→ TASK OBJECTIVE
Check every line of the entries for the string "written" and return the ones that contain it.

→ STUDY MATERIAL
※ ※ ※

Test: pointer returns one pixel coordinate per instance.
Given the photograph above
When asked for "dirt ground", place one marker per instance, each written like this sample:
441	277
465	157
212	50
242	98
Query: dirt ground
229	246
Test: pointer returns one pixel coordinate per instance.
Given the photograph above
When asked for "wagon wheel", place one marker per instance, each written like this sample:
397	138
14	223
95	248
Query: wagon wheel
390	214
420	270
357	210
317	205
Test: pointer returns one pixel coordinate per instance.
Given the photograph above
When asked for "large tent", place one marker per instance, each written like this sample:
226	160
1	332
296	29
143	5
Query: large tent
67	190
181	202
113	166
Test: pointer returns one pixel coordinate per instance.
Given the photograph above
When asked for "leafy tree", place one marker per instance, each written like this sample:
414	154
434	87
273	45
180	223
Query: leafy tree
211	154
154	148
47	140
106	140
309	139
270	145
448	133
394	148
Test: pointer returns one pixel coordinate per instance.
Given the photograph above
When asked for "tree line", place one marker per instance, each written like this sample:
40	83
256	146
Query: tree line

※ ※ ※

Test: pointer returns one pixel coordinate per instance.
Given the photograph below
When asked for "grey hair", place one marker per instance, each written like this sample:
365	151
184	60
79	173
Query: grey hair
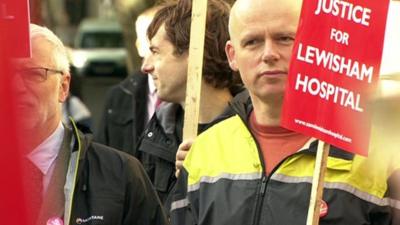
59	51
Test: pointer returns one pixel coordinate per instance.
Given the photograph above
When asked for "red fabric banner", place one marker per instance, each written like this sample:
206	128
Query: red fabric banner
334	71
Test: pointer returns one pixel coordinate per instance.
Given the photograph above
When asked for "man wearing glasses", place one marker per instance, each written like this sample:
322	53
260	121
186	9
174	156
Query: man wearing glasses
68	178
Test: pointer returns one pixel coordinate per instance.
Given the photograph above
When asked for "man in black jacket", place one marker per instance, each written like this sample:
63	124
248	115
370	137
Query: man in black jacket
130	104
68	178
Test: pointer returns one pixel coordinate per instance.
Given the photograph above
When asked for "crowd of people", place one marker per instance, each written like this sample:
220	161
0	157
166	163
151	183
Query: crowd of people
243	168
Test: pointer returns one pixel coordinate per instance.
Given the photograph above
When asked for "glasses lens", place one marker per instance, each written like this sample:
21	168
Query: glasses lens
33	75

※ ※ ※

→ EXERCISE OUTPUT
When asked for "dirt ground", place one marker per instance, each written like this sample:
When asked for "wagon wheel", place one marker per instance, each written like this sample:
When asked for "large tent", place one marker per instance, each written like this sample:
When asked for "leafy tree", place one marker per instance, each written like this sample:
When asked for "tree line", place one marker per instance, each written like this sample:
When asked for "grey hair", place one marker per instance, each written like this sample:
When asked for "red fabric banner", place one marker per instance, each written like this sample:
When asked for "man wearing glasses", place one marker per instance, each written like this sample:
When asked for "man in black jacket", place one marker per instance, each written like this sample:
When asked for "crowd of people", place one marker per instance, each written like this sample:
When asked for "glasses lens", place one marker per instance, each written like this sample:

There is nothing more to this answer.